Exercise description
Each line in the data holding "police" should be listed.

Recorded data

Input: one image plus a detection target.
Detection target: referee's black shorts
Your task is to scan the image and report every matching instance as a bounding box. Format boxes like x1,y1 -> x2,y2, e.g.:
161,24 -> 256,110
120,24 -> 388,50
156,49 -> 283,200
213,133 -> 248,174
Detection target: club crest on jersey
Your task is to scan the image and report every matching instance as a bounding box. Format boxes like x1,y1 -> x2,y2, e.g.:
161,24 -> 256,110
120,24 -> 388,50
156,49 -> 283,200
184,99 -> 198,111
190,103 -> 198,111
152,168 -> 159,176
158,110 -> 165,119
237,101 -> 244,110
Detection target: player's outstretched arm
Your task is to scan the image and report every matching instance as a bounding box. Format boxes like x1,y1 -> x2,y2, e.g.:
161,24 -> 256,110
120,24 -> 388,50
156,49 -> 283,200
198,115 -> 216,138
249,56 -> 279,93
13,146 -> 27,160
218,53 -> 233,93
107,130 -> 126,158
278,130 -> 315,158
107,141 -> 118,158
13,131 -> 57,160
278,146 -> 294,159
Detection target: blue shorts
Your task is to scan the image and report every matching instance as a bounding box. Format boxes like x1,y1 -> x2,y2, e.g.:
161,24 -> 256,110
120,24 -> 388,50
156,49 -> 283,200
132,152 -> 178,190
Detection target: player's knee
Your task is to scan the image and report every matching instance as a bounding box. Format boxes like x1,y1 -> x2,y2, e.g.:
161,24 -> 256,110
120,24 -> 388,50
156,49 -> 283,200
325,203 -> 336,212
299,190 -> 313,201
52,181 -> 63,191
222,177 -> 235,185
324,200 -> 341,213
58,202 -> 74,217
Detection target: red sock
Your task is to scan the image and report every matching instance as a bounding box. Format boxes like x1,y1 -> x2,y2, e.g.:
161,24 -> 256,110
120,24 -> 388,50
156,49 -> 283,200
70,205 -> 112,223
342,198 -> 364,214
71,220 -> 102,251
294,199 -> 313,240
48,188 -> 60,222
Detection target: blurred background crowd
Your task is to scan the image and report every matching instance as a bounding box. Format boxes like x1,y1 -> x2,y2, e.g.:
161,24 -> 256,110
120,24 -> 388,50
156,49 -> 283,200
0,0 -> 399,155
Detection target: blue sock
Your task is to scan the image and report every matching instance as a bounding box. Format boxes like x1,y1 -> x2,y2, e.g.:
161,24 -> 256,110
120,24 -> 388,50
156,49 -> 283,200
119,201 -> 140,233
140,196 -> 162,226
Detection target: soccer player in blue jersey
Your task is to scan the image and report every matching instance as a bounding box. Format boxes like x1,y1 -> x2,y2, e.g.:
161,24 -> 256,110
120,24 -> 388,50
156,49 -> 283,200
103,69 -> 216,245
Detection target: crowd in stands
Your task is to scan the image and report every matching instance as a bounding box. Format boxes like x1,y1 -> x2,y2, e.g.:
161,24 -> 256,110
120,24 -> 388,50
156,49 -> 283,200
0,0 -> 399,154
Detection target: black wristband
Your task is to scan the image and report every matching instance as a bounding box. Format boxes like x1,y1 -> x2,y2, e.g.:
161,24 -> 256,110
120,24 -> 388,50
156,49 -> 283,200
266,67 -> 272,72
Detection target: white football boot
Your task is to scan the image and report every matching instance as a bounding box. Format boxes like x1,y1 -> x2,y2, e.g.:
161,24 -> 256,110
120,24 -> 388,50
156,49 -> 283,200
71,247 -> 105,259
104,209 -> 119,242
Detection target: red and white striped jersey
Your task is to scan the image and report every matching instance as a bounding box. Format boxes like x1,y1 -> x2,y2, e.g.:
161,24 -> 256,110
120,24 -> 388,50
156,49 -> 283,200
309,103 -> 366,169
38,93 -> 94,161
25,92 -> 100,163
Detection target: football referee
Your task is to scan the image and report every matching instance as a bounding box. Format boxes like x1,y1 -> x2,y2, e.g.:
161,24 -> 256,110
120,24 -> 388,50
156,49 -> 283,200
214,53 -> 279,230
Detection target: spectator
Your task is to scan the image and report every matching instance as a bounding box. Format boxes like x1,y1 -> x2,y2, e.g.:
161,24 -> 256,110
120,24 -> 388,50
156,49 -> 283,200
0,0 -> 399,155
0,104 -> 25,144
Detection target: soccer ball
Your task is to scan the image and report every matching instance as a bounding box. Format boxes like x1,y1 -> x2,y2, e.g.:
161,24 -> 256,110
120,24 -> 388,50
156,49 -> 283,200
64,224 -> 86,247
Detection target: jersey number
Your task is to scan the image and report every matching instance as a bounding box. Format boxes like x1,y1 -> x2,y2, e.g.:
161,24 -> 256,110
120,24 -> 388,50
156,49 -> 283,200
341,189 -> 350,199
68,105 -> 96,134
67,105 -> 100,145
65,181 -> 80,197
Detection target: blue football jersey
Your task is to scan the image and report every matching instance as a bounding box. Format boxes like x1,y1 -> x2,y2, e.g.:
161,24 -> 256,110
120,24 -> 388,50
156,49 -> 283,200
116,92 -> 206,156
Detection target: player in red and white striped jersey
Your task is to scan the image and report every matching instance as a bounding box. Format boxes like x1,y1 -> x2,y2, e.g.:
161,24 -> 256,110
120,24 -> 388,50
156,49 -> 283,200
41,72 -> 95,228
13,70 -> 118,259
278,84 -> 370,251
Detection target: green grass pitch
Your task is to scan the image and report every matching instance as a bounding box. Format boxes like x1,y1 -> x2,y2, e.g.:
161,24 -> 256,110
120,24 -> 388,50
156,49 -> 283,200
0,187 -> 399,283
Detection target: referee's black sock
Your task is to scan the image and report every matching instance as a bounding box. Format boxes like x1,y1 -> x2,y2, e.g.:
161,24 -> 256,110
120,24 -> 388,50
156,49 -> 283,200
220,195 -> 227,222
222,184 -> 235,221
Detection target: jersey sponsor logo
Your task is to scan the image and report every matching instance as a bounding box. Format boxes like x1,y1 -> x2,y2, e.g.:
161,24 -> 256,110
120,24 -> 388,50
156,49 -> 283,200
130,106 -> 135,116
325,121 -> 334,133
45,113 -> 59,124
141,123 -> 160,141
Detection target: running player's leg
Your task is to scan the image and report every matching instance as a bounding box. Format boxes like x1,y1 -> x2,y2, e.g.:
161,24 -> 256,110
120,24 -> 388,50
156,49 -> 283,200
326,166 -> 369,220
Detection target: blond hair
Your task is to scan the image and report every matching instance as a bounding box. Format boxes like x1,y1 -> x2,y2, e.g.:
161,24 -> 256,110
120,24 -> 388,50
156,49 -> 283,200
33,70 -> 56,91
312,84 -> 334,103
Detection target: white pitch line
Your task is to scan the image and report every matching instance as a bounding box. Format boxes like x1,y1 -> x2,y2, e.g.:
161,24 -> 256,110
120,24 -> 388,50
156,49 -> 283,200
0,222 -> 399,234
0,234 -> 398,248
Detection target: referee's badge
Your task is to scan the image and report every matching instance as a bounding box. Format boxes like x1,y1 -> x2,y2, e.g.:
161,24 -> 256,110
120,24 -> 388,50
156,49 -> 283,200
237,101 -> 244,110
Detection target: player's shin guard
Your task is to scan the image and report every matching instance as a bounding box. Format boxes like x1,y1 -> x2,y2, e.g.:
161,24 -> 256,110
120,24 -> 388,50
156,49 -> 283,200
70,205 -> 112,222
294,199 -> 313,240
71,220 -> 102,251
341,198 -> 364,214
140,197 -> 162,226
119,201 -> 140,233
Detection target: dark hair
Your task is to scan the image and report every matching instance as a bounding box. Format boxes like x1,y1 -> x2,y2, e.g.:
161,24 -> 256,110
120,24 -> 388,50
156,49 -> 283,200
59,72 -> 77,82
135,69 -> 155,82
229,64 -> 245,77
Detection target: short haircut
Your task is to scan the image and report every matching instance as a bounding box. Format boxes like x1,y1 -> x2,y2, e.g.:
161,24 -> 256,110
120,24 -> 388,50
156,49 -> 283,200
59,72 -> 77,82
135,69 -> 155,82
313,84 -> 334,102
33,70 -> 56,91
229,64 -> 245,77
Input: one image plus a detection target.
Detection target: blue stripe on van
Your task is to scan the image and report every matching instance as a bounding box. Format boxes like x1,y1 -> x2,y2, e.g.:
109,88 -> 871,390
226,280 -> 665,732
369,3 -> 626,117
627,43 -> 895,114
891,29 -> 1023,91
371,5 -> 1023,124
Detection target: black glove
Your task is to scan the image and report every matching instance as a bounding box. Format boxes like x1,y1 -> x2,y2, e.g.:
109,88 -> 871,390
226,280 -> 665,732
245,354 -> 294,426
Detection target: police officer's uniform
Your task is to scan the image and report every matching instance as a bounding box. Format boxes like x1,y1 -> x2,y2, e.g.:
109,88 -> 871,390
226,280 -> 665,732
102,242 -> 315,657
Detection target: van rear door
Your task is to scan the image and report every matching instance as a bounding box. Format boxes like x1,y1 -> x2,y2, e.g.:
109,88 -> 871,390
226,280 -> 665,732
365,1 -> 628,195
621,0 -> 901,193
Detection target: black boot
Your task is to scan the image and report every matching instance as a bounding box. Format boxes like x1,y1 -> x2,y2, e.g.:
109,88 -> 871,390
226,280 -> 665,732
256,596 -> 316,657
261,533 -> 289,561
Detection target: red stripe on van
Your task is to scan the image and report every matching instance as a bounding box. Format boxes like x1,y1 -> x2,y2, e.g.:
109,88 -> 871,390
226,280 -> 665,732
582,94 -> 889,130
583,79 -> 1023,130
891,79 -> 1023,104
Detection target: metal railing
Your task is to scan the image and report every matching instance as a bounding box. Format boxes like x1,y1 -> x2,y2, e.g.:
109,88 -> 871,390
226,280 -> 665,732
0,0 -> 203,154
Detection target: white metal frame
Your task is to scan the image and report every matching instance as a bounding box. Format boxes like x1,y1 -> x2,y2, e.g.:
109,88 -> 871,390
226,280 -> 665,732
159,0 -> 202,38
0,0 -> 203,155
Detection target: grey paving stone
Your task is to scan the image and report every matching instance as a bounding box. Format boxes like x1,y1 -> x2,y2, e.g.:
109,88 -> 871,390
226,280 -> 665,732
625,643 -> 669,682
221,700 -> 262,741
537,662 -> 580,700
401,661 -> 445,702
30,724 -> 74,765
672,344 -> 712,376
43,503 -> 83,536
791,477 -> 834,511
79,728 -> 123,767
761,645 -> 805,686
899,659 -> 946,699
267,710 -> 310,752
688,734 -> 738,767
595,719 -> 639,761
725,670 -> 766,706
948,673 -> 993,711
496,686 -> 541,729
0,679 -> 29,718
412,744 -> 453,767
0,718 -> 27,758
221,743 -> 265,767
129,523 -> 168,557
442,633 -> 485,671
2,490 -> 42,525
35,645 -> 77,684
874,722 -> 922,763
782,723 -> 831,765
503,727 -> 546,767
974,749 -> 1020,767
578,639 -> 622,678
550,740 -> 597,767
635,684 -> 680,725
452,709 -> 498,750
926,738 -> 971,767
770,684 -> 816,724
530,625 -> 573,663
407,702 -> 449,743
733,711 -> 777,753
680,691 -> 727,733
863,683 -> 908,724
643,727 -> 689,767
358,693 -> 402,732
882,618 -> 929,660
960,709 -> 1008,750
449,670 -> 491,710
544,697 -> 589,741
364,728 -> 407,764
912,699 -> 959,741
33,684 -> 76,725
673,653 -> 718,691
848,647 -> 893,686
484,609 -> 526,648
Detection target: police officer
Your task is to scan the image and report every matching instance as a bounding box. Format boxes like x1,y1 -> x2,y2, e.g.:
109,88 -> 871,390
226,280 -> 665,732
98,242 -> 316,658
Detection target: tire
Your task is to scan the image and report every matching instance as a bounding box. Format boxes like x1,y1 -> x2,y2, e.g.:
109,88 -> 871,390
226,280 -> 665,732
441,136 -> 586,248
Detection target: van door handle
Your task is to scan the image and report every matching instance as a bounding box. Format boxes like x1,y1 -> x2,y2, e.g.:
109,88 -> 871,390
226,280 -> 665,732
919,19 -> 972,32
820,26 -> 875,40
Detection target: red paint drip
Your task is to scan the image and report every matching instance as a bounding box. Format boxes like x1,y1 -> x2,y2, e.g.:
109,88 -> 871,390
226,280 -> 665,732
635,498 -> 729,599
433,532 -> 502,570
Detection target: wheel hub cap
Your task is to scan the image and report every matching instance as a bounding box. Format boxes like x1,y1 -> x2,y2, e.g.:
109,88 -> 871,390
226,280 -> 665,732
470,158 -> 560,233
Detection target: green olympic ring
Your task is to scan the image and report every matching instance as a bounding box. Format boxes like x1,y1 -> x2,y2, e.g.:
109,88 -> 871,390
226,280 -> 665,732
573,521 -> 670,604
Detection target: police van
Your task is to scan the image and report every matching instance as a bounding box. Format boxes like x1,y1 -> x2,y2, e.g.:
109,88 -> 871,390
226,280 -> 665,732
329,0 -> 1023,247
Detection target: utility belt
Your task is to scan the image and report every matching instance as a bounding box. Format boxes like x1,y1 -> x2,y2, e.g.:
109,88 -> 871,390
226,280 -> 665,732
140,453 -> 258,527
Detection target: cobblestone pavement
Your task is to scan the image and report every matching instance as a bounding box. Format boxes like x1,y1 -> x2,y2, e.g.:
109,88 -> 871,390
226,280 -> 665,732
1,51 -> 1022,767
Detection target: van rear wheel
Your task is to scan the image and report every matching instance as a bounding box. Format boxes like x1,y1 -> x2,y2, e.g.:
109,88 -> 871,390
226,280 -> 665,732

Written reply
Detection target: police officer's uniform
Detection target: police officer
Detection target: police van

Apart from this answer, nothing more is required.